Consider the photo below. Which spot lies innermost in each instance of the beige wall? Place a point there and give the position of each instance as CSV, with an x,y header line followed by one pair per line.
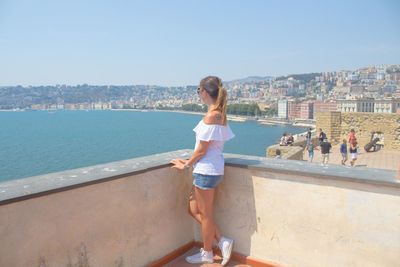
x,y
293,217
297,220
125,222
338,125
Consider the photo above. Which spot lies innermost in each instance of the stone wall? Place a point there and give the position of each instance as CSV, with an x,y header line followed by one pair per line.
x,y
133,212
365,123
337,126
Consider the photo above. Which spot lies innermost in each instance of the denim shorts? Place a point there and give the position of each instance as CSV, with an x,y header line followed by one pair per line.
x,y
205,182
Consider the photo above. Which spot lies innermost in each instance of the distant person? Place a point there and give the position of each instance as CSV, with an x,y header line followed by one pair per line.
x,y
308,136
343,151
352,138
290,140
310,148
353,154
283,141
321,136
325,149
207,161
278,154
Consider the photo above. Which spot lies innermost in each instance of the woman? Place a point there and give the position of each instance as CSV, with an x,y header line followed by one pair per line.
x,y
208,168
353,153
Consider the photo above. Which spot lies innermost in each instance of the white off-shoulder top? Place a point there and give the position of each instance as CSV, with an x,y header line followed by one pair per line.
x,y
212,163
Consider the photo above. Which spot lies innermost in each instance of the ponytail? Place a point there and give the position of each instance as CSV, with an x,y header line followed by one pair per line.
x,y
214,87
222,102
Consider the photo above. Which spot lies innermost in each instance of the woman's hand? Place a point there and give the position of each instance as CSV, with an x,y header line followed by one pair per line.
x,y
178,164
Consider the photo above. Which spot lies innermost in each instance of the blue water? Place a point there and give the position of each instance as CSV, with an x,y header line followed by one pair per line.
x,y
39,142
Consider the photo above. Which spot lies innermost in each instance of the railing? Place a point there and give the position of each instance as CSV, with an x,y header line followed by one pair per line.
x,y
134,212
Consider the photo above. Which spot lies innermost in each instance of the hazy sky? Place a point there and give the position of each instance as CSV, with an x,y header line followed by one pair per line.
x,y
178,42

□ □ □ □ □ □ □

- **Task prompt**:
Quote exactly the line containing "of the ponytail?" and every later line through the end of the listing, and no other lines.

- **Response to the task**:
Consider the photo above. Which spot lies innermost in each instance of the ponytail? Place a point there and give the position of each instance as CSV, with an x,y header line followed by one pair per line.
x,y
214,87
222,102
Consider the photo above. Which spot lies innermost in each instance of the woman's hand? Place a point there and give the position of each instance as CSV, with an x,y header line followed by one pair per line.
x,y
178,164
Consider the photo above. Which spot lies innermost in each instance of the blue water? Place a point there and give the position of each instance as CSV, with an x,y header line followed by one pair per line.
x,y
39,142
Consider the photo above. Which spot lies innermost in each instance of the railing? Place a point there and give the position of each instance as CSV, with an x,y header line followed by one pair per line.
x,y
134,212
Consider the photo above. Which spot lies innermost in each instance of the hazy sky? Place a point there and give the position of each instance as CSV, with an x,y header line followed by one pair per line.
x,y
178,42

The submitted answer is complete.